• _Given problem_:
Please reproduce all of the rows below word for word, leaving the pictures out.

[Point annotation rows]

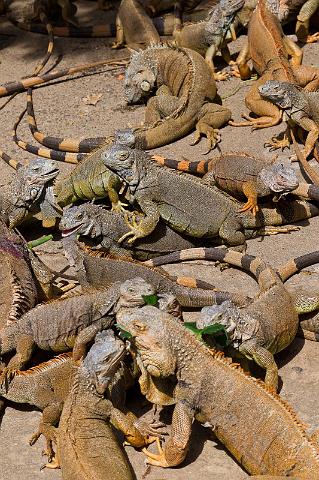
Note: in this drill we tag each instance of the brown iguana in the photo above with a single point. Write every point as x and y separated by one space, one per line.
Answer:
74 321
30 192
180 89
255 330
299 107
268 49
257 427
97 269
180 200
86 446
241 174
212 35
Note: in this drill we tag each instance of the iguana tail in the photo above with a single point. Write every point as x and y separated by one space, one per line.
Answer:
56 143
44 152
24 84
264 274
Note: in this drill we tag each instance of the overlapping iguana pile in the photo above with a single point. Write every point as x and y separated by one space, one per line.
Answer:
186 204
86 445
241 174
257 427
180 91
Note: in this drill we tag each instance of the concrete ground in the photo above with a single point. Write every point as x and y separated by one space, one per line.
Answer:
61 111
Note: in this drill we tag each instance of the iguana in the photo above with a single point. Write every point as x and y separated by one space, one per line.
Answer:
106 227
257 427
269 49
180 89
212 35
174 198
299 108
74 321
97 269
86 446
31 192
240 173
18 292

• _Finished exercise_:
Note: in this drill we tag each instance of the brown iguana in the photo above with a single point. Write every point as x and y separated by one space, one per line.
Answer:
74 321
30 192
180 89
255 330
299 107
268 49
257 427
97 269
180 200
86 446
241 174
212 35
Note: in this drill we tag each instance of the iguana tail in the photo above with a single point. Write every point as x and y separated by one space, one per line.
Answer:
56 143
44 152
24 84
264 274
Note: in this drill we tag each instance of the overlapping iguana pile in the photo above with a single point. Write every point as x and y separated by one space, one per line.
Answer:
186 204
86 445
241 174
257 427
180 91
Note: in this drill we tag each instance of the concrete ground in the photo above with a single point. Write every point as x and y separated by one space, one per line.
Answer:
61 111
Note: in this drill we tag each instance of the iguana in the photo above with a single point. Write every point as x and y separated by one space, one per line.
Answer:
106 227
257 427
269 49
180 89
212 35
174 198
299 108
74 321
97 269
86 446
31 192
240 173
18 292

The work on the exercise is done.